=== Begin Enclosure ===
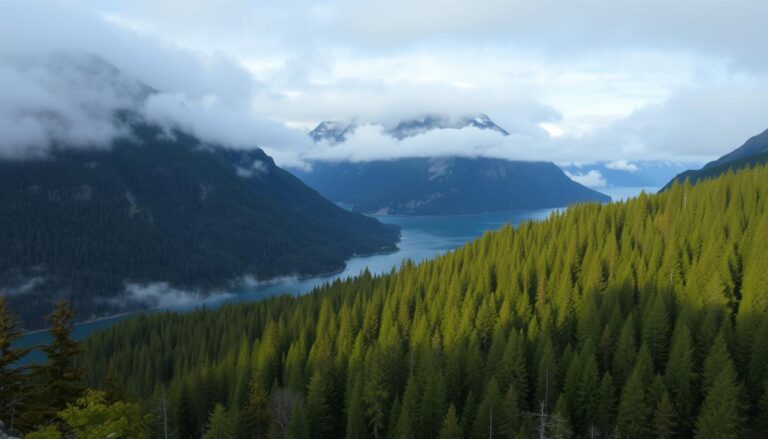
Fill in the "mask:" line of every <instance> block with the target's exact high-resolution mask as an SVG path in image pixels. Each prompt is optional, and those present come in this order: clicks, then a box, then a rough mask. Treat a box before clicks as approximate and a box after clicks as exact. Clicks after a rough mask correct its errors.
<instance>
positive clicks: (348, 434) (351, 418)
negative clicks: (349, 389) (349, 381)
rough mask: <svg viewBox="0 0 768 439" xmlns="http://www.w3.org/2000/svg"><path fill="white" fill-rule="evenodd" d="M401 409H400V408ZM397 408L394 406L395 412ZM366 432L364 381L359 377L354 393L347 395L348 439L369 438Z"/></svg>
mask: <svg viewBox="0 0 768 439" xmlns="http://www.w3.org/2000/svg"><path fill="white" fill-rule="evenodd" d="M398 408H399V407H398ZM396 409H397V408H395V407H394V406H393V409H392V411H393V412H394V411H395V410H396ZM367 435H368V434H367V432H366V430H365V414H364V407H363V379H362V377H360V376H358V377H357V379H355V380H354V384H353V385H352V391H351V392H349V394H348V395H347V428H346V436H347V439H363V438H365V437H366V436H367Z"/></svg>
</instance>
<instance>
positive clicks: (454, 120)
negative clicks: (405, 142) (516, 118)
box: [389, 114, 509, 140]
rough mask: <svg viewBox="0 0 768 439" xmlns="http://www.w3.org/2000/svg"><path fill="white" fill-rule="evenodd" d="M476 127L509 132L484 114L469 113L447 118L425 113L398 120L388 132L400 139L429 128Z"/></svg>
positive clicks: (439, 128)
mask: <svg viewBox="0 0 768 439" xmlns="http://www.w3.org/2000/svg"><path fill="white" fill-rule="evenodd" d="M467 127H472V128H478V129H481V130H492V131H496V132H498V133H500V134H503V135H505V136H508V135H509V133H508V132H506V131H505V130H504V129H503V128H501V127H500V126H498V125H496V124H495V123H494V122H493V121H492V120H491V118H489V117H488V116H486V115H485V114H477V115H469V116H463V117H458V118H449V117H444V116H439V115H427V116H424V117H421V118H416V119H407V120H404V121H401V122H399V123H398V124H397V125H396V126H395V127H394V128H392V129H390V130H389V134H390V135H391V136H392V137H394V138H396V139H398V140H402V139H404V138H406V137H412V136H416V135H418V134H423V133H426V132H428V131H431V130H438V129H448V128H450V129H462V128H467Z"/></svg>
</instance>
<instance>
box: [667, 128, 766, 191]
mask: <svg viewBox="0 0 768 439" xmlns="http://www.w3.org/2000/svg"><path fill="white" fill-rule="evenodd" d="M764 163H768V130H765V131H763V132H762V133H760V134H758V135H756V136H754V137H751V138H750V139H749V140H747V141H746V143H744V144H743V145H741V146H740V147H738V148H736V149H735V150H733V151H731V152H729V153H728V154H726V155H724V156H722V157H720V158H719V159H717V160H714V161H712V162H709V163H707V164H706V165H704V167H703V168H701V169H698V170H690V171H685V172H682V173H680V174H678V175H677V176H675V178H673V179H672V181H670V182H669V183H667V185H666V186H664V189H667V188H668V187H670V186H671V185H672V184H673V183H674V182H675V181H677V182H680V183H682V182H684V181H685V180H686V179H688V180H690V181H691V183H696V182H697V181H699V180H702V179H708V178H713V177H717V176H718V175H720V174H723V173H725V172H728V171H729V170H737V169H741V168H745V167H747V166H754V165H757V164H764Z"/></svg>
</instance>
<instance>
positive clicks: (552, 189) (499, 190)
mask: <svg viewBox="0 0 768 439" xmlns="http://www.w3.org/2000/svg"><path fill="white" fill-rule="evenodd" d="M295 172H296V173H297V175H298V176H299V177H300V178H301V179H302V180H304V182H306V183H307V184H308V185H309V186H311V187H314V188H315V189H317V190H318V191H319V192H320V193H321V194H323V195H325V196H326V197H327V198H329V199H331V200H334V201H338V202H342V203H346V204H350V205H352V208H353V210H355V211H358V212H365V213H380V214H420V215H444V214H465V213H478V212H489V211H501V210H513V209H539V208H547V207H559V206H565V205H567V204H571V203H574V202H579V201H599V202H607V201H610V198H609V197H607V196H605V195H603V194H600V193H599V192H596V191H593V190H591V189H589V188H586V187H584V186H582V185H580V184H578V183H576V182H574V181H572V180H571V179H569V178H568V177H567V176H566V175H565V174H564V173H563V171H561V170H560V168H558V167H557V166H556V165H554V164H553V163H547V162H513V161H509V160H503V159H491V158H466V157H446V158H435V159H429V158H405V159H397V160H378V161H371V162H360V163H350V162H338V163H330V162H315V163H313V169H312V170H311V171H301V170H297V171H295Z"/></svg>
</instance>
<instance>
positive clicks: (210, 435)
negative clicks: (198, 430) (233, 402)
mask: <svg viewBox="0 0 768 439" xmlns="http://www.w3.org/2000/svg"><path fill="white" fill-rule="evenodd" d="M233 430H234V428H233V425H232V421H231V419H230V416H229V413H227V410H226V409H225V408H224V406H223V405H221V404H216V405H215V406H214V407H213V410H212V411H211V414H210V416H209V417H208V424H207V425H206V429H205V434H204V435H203V439H234V438H235V434H234V431H233Z"/></svg>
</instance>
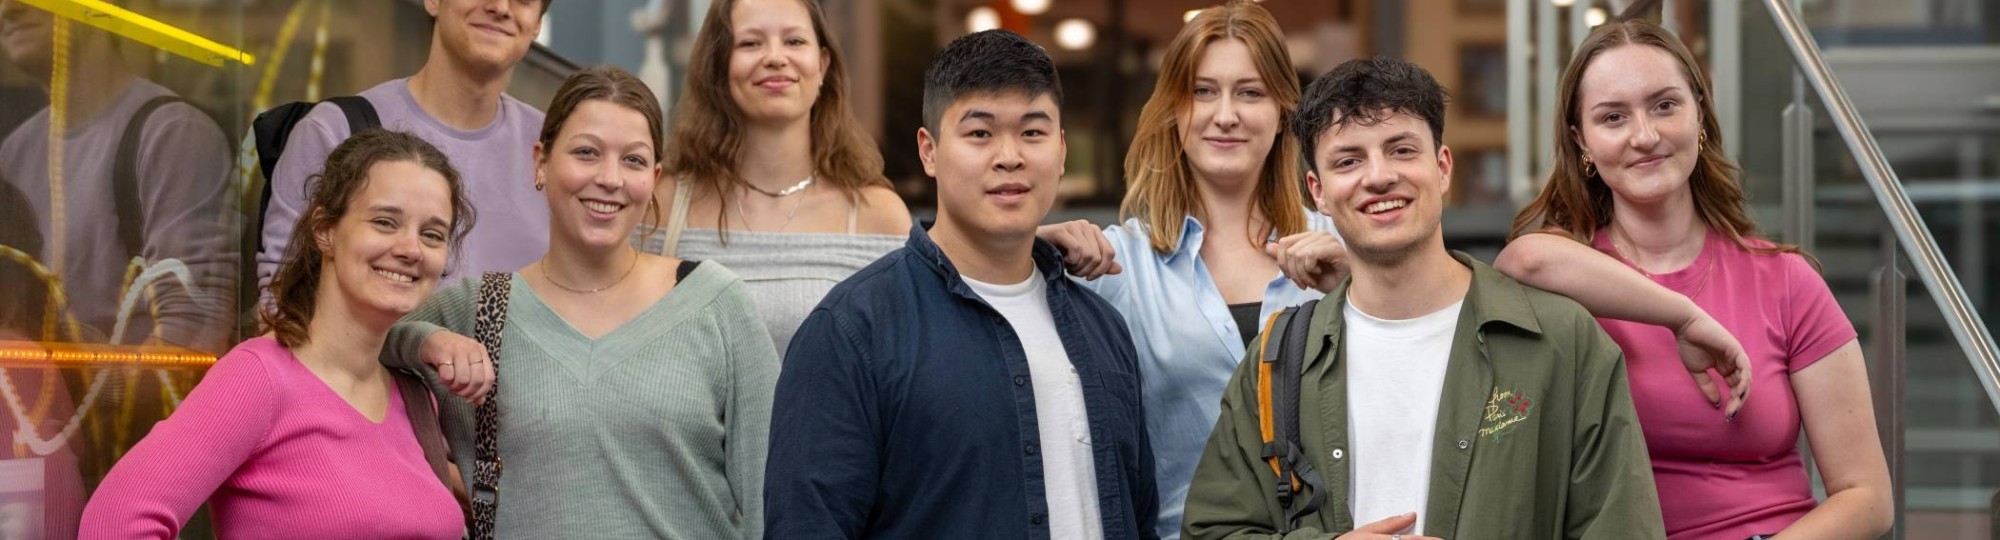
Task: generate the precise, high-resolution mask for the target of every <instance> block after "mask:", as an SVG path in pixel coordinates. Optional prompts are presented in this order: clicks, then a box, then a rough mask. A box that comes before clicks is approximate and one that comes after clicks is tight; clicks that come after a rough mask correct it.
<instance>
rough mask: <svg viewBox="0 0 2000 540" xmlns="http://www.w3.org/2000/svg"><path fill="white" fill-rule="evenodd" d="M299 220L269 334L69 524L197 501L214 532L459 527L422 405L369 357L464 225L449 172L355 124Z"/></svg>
mask: <svg viewBox="0 0 2000 540" xmlns="http://www.w3.org/2000/svg"><path fill="white" fill-rule="evenodd" d="M304 216H306V220H302V222H300V226H298V230H296V232H294V234H292V244H290V250H288V254H286V260H284V264H282V266H280V268H278V274H276V278H274V280H272V284H270V292H272V298H274V302H272V308H270V310H268V312H266V314H264V326H266V328H270V334H266V336H260V338H252V340H246V342H242V344H238V346H236V348H234V350H230V352H228V354H226V356H222V360H218V362H216V366H214V368H210V370H208V374H206V376H202V382H200V384H198V386H194V392H190V394H188V400H186V402H182V404H180V408H178V410H174V414H172V416H168V418H166V420H162V422H160V424H156V426H154V428H152V432H148V434H146V438H144V440H140V442H138V446H134V448H132V452H128V454H126V456H124V458H122V460H118V464H116V466H112V470H110V474H108V476H106V478H104V482H102V484H100V486H98V492H96V494H94V496H92V498H90V504H86V506H84V518H82V530H80V538H176V536H180V528H182V526H186V522H188V518H190V516H194V510H196V508H200V506H202V502H210V506H212V508H214V524H216V534H218V536H222V538H440V540H446V538H460V536H462V534H464V514H462V512H460V506H458V502H456V498H454V496H452V490H450V488H446V484H444V482H446V480H444V478H456V474H450V472H448V470H446V464H444V462H442V460H426V456H424V454H426V452H424V448H422V446H420V444H418V432H416V430H418V428H412V422H410V416H406V408H432V406H434V402H432V400H428V396H430V394H428V392H424V394H422V396H426V398H424V402H404V400H402V394H400V392H396V390H394V388H396V382H394V376H392V374H390V372H388V368H384V366H382V364H380V362H378V358H380V356H382V342H384V338H386V336H388V328H390V326H392V324H396V320H398V318H402V316H404V314H408V312H410V310H414V308H416V306H418V304H422V302H424V298H428V296H430V290H432V288H436V284H438V278H440V276H442V274H444V262H446V254H448V250H450V246H456V244H458V240H462V238H464V234H466V230H470V228H472V206H470V204H468V202H466V196H464V188H462V184H460V180H458V172H456V170H452V166H450V162H448V160H446V158H444V154H442V152H438V150H436V148H432V146H430V144H428V142H424V140H422V138H418V136H414V134H404V132H386V130H366V132H360V134H356V136H352V138H348V140H346V142H342V144H340V146H338V148H334V152H332V154H330V156H328V160H326V168H324V172H322V174H320V178H318V182H314V188H312V192H310V202H308V204H306V214H304ZM426 424H428V430H436V422H426ZM436 440H442V438H436ZM440 448H442V446H440ZM436 454H440V456H442V452H436Z"/></svg>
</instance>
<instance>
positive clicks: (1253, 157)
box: [1180, 38, 1278, 182]
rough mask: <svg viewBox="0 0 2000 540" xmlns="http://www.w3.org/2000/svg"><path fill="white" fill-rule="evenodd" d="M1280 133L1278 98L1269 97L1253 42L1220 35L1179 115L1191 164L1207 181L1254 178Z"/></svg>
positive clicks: (1203, 177) (1254, 180) (1208, 52)
mask: <svg viewBox="0 0 2000 540" xmlns="http://www.w3.org/2000/svg"><path fill="white" fill-rule="evenodd" d="M1276 138H1278V102H1276V100H1272V98H1270V90H1268V84H1264V76H1262V74H1258V70H1256V60H1254V58H1252V56H1250V48H1248V46H1244V42H1240V40H1228V38H1224V40H1216V42H1212V44H1208V48H1206V50H1202V58H1200V62H1198V64H1196V70H1194V96H1192V100H1190V106H1188V112H1186V114H1184V116H1182V118H1180V142H1182V150H1184V152H1186V156H1188V168H1192V170H1194V174H1196V176H1198V178H1202V180H1208V182H1226V180H1238V182H1256V178H1258V174H1260V172H1262V170H1264V160H1266V158H1268V156H1270V146H1272V142H1274V140H1276Z"/></svg>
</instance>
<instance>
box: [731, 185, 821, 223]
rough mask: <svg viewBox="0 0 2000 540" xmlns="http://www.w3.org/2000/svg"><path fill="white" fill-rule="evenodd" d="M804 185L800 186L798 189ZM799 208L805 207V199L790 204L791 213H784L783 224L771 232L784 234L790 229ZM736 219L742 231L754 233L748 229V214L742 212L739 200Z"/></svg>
mask: <svg viewBox="0 0 2000 540" xmlns="http://www.w3.org/2000/svg"><path fill="white" fill-rule="evenodd" d="M806 180H812V178H806ZM802 186H804V184H800V188H802ZM800 206H806V198H798V200H796V202H792V212H786V214H784V222H782V224H778V228H776V230H772V232H784V230H786V228H790V226H792V220H794V218H798V208H800ZM736 218H738V220H742V222H744V230H748V232H756V228H750V214H746V212H744V202H742V200H740V198H738V200H736Z"/></svg>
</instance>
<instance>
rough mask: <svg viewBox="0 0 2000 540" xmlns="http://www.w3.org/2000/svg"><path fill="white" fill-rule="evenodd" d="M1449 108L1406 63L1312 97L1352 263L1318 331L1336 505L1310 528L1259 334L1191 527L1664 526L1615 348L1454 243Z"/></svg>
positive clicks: (1306, 105) (1326, 504)
mask: <svg viewBox="0 0 2000 540" xmlns="http://www.w3.org/2000/svg"><path fill="white" fill-rule="evenodd" d="M1442 114H1444V90H1442V88H1440V86H1438V84H1436V80H1434V78H1430V74H1428V72H1424V70H1422V68H1416V66H1414V64H1408V62H1402V60H1390V58H1372V60H1352V62H1348V64H1342V66H1340V68H1336V70H1334V72H1330V74H1326V76H1322V78H1320V80H1316V82H1314V84H1312V86H1310V88H1308V90H1306V94H1304V96H1302V102H1300V110H1298V116H1296V120H1294V126H1292V130H1294V132H1296V134H1298V136H1300V140H1302V144H1304V146H1306V150H1308V152H1306V162H1308V164H1310V166H1312V172H1308V176H1306V184H1308V188H1310V190H1312V196H1314V202H1316V204H1318V210H1320V212H1324V214H1328V216H1332V218H1334V226H1336V230H1338V232H1340V238H1342V242H1340V244H1342V246H1338V248H1344V260H1346V266H1348V270H1350V276H1348V280H1346V282H1344V284H1340V286H1336V288H1334V290H1332V292H1330V294H1328V296H1326V298H1324V300H1322V302H1320V306H1318V308H1316V312H1314V316H1312V320H1310V326H1308V328H1306V330H1308V332H1306V336H1304V338H1306V342H1304V344H1306V346H1304V354H1306V356H1304V362H1302V374H1304V376H1302V382H1300V410H1298V432H1300V446H1302V454H1304V458H1306V460H1308V464H1310V466H1312V470H1314V472H1316V476H1318V480H1320V482H1318V486H1314V488H1308V490H1318V492H1320V494H1322V496H1324V502H1322V504H1320V508H1318V510H1316V512H1310V514H1304V516H1300V518H1298V520H1296V522H1290V520H1288V518H1286V516H1288V514H1286V510H1290V508H1282V506H1280V502H1278V476H1276V474H1274V472H1272V466H1270V464H1268V462H1266V460H1264V434H1262V426H1260V416H1258V364H1260V350H1258V344H1256V342H1254V344H1252V350H1250V352H1248V354H1246V358H1244V360H1242V364H1240V366H1238V370H1236V376H1234V378H1232V380H1230V386H1228V388H1226V390H1224V396H1222V416H1220V418H1218V422H1216V428H1214V432H1212V434H1210V438H1208V448H1206V450H1204V454H1202V460H1200V464H1198V466H1196V472H1194V484H1192V488H1190V492H1188V506H1186V520H1184V536H1186V538H1192V540H1208V538H1334V536H1338V538H1342V540H1348V538H1394V540H1418V538H1454V540H1470V538H1664V526H1662V522H1660V504H1658V496H1656V490H1654V484H1652V470H1650V462H1648V458H1646V442H1644V438H1642V434H1640V426H1638V418H1636V416H1634V412H1632V396H1630V390H1628V388H1626V370H1624V356H1622V354H1620V350H1618V346H1616V344H1614V342H1612V340H1610V338H1608V336H1606V334H1604V330H1602V328H1598V324H1596V320H1592V316H1590V314H1588V312H1584V308H1582V306H1578V304H1576V302H1572V300H1568V298H1562V296H1556V294H1550V292H1542V290H1534V288H1528V286H1522V284H1518V282H1514V280H1512V278H1506V276H1502V274H1500V272H1494V270H1492V268H1490V266H1486V264H1482V262H1478V260H1472V258H1470V256H1466V254H1452V252H1446V250H1444V236H1442V230H1440V216H1442V206H1444V192H1446V190H1448V188H1450V170H1452V154H1450V148H1446V146H1442V144H1438V140H1440V138H1442ZM1288 258H1290V256H1288V254H1280V266H1284V264H1286V262H1288ZM1308 258H1312V256H1308ZM1316 258H1318V260H1324V258H1326V256H1324V254H1322V256H1316ZM1286 268H1288V270H1290V266H1286ZM1266 332H1268V330H1266ZM1426 332H1428V334H1426ZM1270 346H1272V348H1278V344H1276V342H1272V344H1270ZM1272 378H1274V380H1276V378H1278V374H1276V372H1274V374H1272ZM1274 384H1276V382H1274ZM1274 406H1282V404H1274ZM1292 500H1294V502H1292V504H1294V508H1296V506H1298V504H1300V500H1306V496H1292ZM1358 522H1360V524H1358ZM1280 532H1286V534H1282V536H1280ZM1418 532H1422V534H1426V536H1418Z"/></svg>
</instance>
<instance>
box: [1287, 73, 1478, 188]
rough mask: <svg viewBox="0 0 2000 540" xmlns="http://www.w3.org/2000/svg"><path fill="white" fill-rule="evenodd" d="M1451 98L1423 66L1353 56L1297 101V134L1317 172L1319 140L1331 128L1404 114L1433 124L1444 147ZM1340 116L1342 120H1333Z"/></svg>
mask: <svg viewBox="0 0 2000 540" xmlns="http://www.w3.org/2000/svg"><path fill="white" fill-rule="evenodd" d="M1448 100H1450V94H1448V92H1444V86H1442V84H1438V80H1436V78H1432V76H1430V72H1426V70H1424V68H1420V66H1416V64H1410V62H1404V60H1398V58H1388V56H1374V58H1354V60H1348V62H1342V64H1340V66H1336V68H1334V70H1332V72H1326V74H1324V76H1320V78H1318V80H1314V82H1312V86H1306V94H1304V96H1300V98H1298V114H1292V134H1296V136H1298V144H1300V146H1302V148H1300V150H1306V152H1304V154H1306V166H1308V168H1312V170H1318V168H1320V164H1318V148H1320V136H1322V134H1326V130H1328V128H1332V126H1348V124H1350V122H1352V124H1362V126H1374V124H1378V122H1382V120H1388V118H1386V116H1378V114H1380V112H1384V110H1388V112H1402V114H1410V116H1416V118H1422V120H1424V124H1430V142H1432V144H1436V146H1444V104H1446V102H1448ZM1336 114H1338V116H1340V118H1338V120H1336V118H1334V116H1336Z"/></svg>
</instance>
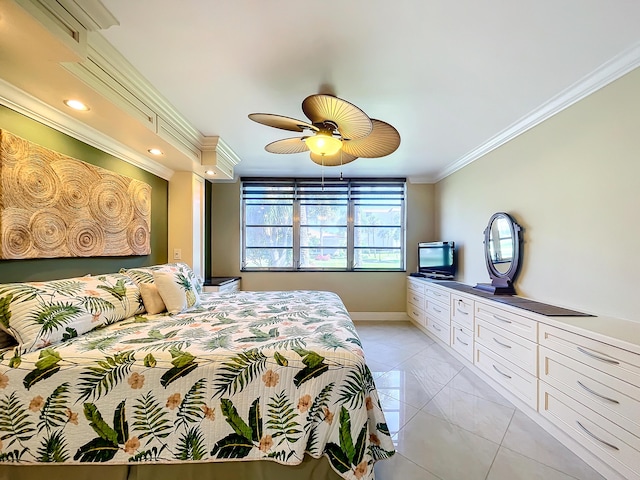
=== End Enclosure ===
Across the listing, count every line with "before" in it and give the number only.

2